Datos para procesar =>
-=-=-

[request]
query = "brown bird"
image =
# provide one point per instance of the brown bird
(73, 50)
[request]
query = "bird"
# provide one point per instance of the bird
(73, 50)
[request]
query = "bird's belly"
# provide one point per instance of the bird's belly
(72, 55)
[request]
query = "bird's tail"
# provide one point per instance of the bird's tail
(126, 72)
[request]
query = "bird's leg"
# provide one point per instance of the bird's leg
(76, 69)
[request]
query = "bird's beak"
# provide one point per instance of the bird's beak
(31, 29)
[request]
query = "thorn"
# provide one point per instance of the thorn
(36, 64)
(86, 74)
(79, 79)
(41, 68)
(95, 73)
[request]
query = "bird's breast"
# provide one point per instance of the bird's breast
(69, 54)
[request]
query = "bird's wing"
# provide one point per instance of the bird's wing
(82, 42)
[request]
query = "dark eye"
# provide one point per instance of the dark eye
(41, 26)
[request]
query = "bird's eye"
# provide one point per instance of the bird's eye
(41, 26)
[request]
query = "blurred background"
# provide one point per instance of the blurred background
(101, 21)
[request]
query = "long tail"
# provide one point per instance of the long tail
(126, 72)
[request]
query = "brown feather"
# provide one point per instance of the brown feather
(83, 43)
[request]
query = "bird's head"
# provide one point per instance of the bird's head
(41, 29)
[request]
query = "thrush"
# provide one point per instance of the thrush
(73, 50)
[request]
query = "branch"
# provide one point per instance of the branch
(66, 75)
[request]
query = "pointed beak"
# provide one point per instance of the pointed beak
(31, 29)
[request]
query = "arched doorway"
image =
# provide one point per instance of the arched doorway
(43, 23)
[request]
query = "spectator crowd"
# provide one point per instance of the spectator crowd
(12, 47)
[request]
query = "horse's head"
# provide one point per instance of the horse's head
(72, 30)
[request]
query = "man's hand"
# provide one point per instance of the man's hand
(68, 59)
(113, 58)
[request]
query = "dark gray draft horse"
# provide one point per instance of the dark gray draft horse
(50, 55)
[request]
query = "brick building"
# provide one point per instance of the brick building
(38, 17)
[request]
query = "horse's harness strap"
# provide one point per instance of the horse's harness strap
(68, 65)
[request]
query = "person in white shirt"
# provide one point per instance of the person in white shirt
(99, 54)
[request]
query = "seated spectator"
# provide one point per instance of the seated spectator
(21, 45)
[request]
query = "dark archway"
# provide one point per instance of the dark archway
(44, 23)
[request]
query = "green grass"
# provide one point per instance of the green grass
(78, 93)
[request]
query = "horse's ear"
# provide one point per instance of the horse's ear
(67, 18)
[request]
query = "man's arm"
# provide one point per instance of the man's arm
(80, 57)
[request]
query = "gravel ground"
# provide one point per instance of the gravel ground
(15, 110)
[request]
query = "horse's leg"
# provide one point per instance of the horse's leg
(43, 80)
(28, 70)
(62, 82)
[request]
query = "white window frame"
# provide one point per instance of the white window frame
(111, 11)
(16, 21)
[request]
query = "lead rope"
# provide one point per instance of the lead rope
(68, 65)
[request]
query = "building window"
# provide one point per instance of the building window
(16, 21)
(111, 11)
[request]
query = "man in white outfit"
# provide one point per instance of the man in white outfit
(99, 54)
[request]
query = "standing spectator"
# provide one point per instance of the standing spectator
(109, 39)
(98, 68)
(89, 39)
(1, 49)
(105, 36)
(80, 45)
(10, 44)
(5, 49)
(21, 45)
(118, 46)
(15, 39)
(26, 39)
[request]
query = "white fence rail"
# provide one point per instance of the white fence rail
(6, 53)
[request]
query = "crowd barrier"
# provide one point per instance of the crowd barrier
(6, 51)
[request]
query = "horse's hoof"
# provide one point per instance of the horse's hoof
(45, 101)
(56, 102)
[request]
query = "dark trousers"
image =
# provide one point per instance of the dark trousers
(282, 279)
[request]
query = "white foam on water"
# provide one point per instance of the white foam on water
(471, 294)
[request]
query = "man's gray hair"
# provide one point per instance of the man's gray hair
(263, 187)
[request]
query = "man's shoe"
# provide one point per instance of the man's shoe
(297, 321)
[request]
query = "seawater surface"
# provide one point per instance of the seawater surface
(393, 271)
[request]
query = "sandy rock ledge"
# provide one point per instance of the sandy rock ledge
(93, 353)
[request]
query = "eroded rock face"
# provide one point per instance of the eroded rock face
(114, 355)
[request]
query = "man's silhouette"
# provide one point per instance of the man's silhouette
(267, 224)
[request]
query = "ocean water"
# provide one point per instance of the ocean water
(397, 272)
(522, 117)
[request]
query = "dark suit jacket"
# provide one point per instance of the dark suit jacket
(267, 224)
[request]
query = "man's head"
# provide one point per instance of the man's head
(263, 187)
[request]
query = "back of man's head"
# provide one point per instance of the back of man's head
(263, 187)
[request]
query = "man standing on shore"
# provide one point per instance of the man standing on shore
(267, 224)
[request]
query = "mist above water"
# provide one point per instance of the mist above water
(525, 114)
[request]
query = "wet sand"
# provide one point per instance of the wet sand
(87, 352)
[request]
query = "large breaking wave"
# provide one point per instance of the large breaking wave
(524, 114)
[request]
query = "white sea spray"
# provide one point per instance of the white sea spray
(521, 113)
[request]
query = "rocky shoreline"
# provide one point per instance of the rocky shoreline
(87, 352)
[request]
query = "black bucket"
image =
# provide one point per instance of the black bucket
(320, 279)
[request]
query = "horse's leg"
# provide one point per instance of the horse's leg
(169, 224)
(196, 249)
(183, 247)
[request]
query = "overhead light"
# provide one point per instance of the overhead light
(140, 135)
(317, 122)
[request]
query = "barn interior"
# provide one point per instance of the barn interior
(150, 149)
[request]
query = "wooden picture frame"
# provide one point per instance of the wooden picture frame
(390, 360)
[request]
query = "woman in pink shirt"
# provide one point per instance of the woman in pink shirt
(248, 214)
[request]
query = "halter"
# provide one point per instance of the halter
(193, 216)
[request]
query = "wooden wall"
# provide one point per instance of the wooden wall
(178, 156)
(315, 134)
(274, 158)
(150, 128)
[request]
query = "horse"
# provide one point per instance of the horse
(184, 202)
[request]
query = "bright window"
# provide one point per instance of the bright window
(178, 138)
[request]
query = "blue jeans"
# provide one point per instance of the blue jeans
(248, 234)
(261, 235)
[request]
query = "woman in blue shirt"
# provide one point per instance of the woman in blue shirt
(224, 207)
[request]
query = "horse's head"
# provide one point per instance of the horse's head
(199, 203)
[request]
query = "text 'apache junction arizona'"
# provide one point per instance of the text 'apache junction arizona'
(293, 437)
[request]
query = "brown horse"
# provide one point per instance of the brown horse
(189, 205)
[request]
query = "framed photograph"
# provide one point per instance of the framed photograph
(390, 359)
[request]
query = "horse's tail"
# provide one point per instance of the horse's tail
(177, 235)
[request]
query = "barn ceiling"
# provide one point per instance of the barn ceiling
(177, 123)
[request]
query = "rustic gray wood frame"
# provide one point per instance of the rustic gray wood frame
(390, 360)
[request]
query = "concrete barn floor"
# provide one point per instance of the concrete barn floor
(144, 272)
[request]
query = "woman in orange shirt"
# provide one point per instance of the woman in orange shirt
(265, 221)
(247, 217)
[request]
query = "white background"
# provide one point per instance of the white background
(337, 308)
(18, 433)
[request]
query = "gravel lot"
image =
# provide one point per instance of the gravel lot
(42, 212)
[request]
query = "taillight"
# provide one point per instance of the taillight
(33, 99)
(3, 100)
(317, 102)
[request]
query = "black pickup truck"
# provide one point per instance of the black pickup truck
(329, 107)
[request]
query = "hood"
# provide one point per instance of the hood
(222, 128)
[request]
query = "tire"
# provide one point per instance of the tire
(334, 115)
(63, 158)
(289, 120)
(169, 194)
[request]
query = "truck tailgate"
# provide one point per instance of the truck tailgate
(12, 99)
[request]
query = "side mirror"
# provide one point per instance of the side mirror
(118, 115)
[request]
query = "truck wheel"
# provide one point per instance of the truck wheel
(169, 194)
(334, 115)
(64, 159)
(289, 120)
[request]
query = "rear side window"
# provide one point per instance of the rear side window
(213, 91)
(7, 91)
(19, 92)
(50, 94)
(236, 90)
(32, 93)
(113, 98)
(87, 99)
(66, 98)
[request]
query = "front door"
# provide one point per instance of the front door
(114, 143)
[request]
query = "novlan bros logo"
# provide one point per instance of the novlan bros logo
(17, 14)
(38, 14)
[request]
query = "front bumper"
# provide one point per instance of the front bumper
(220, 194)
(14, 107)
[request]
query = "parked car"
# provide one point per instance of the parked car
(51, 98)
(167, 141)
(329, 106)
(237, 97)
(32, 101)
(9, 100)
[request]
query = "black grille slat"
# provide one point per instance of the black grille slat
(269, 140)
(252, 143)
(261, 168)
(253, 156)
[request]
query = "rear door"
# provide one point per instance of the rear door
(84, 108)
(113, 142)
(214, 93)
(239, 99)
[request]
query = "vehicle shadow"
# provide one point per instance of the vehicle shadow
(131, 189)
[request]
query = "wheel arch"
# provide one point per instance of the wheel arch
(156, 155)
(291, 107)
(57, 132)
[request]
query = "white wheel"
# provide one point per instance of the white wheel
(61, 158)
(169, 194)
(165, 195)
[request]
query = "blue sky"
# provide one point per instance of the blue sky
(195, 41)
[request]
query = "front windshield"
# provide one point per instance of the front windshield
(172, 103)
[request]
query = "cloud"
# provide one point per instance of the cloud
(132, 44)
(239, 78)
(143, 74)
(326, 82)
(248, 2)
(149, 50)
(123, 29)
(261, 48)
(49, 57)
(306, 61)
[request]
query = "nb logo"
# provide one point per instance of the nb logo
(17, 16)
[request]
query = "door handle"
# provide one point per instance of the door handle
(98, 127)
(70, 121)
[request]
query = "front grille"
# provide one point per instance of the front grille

-=-=-

Instrucciones a seguir => Filtra los datos de arriba y copia cada línea en la que aparezca la palabra "shirt".

Resultado del ejercicio =>
query = "person in white shirt"
# provide one point per instance of the person in white shirt
query = "woman in pink shirt"
# provide one point per instance of the woman in pink shirt
query = "woman in blue shirt"
# provide one point per instance of the woman in blue shirt
query = "woman in orange shirt"
# provide one point per instance of the woman in orange shirt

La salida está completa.